Data for the task:
☆ ☆ ☆

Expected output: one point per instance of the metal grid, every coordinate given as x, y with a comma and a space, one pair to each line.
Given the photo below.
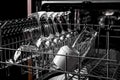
76, 57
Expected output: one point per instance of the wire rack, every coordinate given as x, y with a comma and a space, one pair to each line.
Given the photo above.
46, 51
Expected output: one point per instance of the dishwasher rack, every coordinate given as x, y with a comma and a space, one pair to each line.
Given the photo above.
83, 54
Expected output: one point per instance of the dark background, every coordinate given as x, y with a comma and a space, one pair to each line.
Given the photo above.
12, 9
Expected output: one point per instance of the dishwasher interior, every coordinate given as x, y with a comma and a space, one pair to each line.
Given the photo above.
64, 40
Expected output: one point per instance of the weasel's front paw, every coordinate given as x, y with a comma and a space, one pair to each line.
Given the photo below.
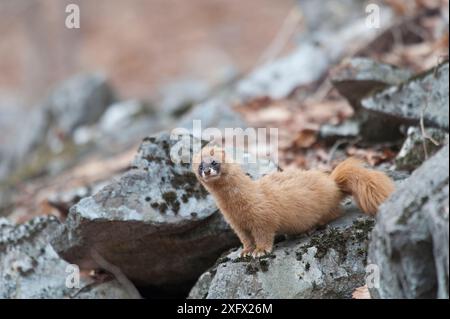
246, 251
259, 252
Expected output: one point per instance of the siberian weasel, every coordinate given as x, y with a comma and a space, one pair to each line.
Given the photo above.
292, 201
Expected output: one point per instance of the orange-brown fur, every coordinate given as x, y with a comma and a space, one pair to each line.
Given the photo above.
292, 201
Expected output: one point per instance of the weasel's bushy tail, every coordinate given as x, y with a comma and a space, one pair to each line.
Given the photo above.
368, 187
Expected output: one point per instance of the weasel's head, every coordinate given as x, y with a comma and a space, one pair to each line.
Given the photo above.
209, 164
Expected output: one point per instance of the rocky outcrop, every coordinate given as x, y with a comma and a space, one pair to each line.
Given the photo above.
356, 79
425, 96
30, 268
156, 223
418, 146
410, 241
330, 263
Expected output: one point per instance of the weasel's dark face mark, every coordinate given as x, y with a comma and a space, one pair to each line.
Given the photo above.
209, 169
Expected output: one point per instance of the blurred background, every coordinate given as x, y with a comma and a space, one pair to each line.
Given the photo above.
70, 98
140, 45
76, 103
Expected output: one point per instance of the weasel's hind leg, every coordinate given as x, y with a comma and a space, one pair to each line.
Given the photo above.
247, 241
264, 242
332, 215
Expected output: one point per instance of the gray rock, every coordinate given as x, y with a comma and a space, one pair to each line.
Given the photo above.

☆ ☆ ☆

Output a faithful copy of the data, with each picture left out.

Expected output: one point per instance of the metal grid, every coordinate given as x, y with a comma and a space, one pair to each line.
Given the photo below.
76, 57
Expected output: one point per instance of the wire rack, every coordinate given as x, y with a comma and a space, one pair to each line.
Given the photo above.
46, 51
Expected output: one point per instance of the dishwasher rack, every coordinate given as x, y with a comma and a space, one pair to each line.
Given the photo above.
83, 54
Expected output: one point per instance of the dark background, every coordinate given as x, y with a comma and a space, one pair to each line.
Given the photo above.
12, 9
Expected output: one point per instance of the dishwasher interior, every coordinate given as x, y with a comma and a space, one pair to each line.
Given the photo above.
64, 40
Expected output: one point per instance of the weasel's front paw, every coordinate given as x, y with a comma and a space, one pair to each line.
Given the photo below.
246, 251
259, 252
Expected output: one point per instance of the siberian weasel, every coordinate given as x, y with a comma and a space, one pair to each line.
Given the photo above.
292, 201
Expected output: one point per instance of the orange-brown fur, every coordinate given as x, y with a comma and a space, one pair to each line.
Given the photo above.
292, 201
Expected output: one point per instance of the weasel's bushy tail, every coordinate given as x, y with a comma and a space, one pair to each line.
Given the photo above.
368, 187
Expected output: one point per instance of the weasel's head, every coordinate given as x, y with a comma and a space, one pair to each line.
Given the photo above.
209, 164
Expected output: one point per instance of the rocky outcrop, every coordinate given as x, y with a comma and a space, one pair to each line.
Given the photo above.
356, 79
425, 96
30, 268
156, 223
418, 146
410, 241
330, 263
Expected output: one point per instance of the weasel's dark face mark, every coordinate given as x, y with a comma and a space, one pair to each line.
Given the photo above.
209, 169
Expected output: one point per instance of the blurred background, every coordinate given as x, y with a comma and a space, one pair to each line.
Given the photo above.
70, 98
140, 45
76, 103
Expected output: one point per instance of the weasel's hind leg, every coordinate given as x, y with a comma and a space, one pair to each line.
Given the photo above.
247, 241
264, 242
332, 215
Expected output: one point per instance of the gray rock, every coordinate given as x, y with a comma and a space, one pair to each line.
Given the photo above.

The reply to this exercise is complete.